> _TASK TO COMPLETE_:
Extract every line in the records below that contains the word "neighboring", matching case exactly.

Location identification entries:
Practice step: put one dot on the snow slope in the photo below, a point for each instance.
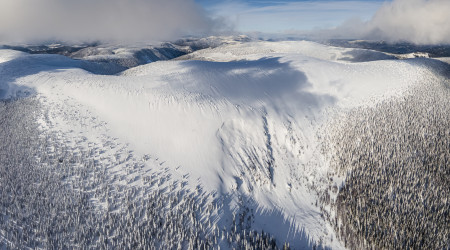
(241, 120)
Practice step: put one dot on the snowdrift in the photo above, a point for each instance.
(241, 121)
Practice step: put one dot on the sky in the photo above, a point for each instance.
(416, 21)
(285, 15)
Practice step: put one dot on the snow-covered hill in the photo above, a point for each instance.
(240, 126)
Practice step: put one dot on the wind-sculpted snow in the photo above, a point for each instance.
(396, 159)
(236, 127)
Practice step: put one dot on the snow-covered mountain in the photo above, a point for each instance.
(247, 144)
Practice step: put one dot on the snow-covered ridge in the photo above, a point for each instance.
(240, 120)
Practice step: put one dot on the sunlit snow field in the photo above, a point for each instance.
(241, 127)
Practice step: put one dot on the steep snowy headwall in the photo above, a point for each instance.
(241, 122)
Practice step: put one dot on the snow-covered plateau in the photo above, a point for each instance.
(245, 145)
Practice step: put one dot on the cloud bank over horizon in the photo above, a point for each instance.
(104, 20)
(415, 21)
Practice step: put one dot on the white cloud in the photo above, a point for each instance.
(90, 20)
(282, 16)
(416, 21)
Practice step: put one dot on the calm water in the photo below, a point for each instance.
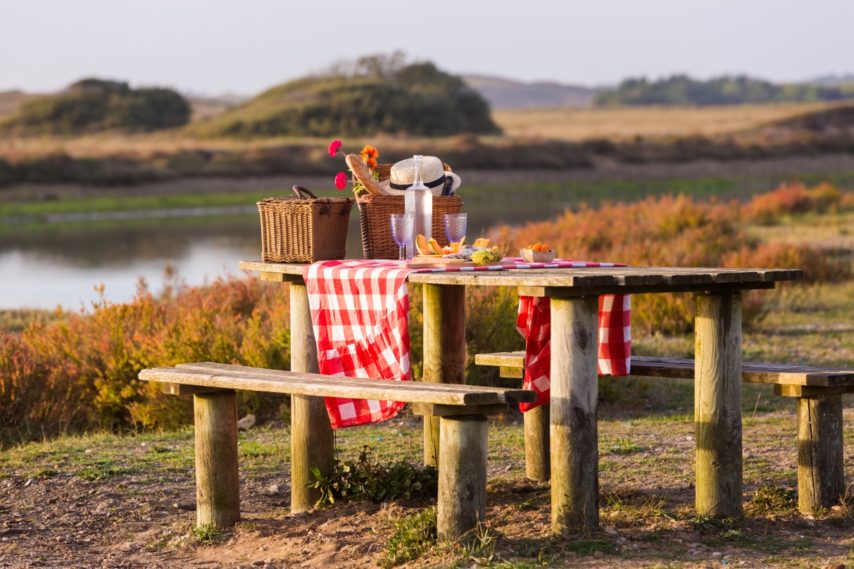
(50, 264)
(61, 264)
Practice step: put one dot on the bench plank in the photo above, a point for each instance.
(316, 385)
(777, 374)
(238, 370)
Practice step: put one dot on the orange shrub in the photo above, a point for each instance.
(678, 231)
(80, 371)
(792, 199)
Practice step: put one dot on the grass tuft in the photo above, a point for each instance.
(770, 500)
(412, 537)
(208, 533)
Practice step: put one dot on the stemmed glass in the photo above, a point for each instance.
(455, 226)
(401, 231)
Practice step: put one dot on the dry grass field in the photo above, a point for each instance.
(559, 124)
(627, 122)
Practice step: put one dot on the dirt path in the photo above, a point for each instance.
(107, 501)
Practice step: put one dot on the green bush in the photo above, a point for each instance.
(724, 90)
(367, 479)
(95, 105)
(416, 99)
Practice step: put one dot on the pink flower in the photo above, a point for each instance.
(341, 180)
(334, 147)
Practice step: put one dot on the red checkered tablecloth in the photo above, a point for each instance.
...
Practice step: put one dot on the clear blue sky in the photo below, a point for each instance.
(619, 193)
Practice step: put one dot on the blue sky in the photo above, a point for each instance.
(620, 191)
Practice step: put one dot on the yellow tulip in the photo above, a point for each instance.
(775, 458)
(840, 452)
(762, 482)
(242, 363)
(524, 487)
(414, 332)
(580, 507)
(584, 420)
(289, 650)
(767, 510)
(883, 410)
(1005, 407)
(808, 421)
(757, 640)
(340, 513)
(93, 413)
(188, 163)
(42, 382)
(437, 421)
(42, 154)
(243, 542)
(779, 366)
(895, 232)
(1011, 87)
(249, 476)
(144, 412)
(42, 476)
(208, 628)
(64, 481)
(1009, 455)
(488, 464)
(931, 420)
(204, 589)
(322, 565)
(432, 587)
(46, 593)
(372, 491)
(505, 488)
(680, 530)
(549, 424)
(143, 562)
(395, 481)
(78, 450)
...
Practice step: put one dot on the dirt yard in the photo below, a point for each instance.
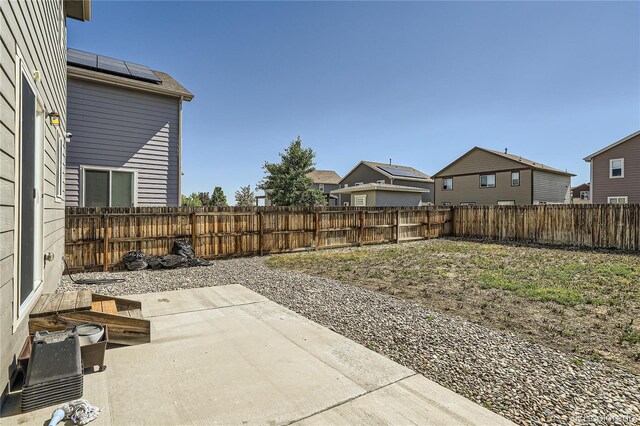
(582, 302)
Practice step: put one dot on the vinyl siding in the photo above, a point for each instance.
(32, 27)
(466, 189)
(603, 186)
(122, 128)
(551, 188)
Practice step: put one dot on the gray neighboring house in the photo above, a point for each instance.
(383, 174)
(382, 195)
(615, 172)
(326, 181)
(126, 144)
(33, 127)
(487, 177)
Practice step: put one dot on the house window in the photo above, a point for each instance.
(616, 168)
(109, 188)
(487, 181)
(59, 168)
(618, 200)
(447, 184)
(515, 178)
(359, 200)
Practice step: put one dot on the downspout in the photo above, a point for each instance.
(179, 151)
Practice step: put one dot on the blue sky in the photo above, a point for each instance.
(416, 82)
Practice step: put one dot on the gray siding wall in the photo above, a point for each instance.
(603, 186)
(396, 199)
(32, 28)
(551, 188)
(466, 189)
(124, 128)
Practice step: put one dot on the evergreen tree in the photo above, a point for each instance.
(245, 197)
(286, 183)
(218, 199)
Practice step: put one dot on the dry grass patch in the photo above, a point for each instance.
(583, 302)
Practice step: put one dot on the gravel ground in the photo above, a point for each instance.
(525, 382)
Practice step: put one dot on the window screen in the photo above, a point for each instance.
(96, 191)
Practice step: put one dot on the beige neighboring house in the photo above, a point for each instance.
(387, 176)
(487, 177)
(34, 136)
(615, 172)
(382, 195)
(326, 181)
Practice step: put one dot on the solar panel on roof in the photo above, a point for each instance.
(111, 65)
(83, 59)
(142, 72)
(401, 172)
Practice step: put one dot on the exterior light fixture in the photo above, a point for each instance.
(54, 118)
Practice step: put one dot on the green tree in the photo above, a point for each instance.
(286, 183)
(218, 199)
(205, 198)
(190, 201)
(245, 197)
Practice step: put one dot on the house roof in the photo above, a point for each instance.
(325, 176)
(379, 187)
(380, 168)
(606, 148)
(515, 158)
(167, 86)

> _COMPLETE OUTPUT_:
Practice step: put one dot on the gray neighboring house in the photo above, a point for each instance.
Practice step: put one dot on the beige neighboring house in the photo above, a point for each instance.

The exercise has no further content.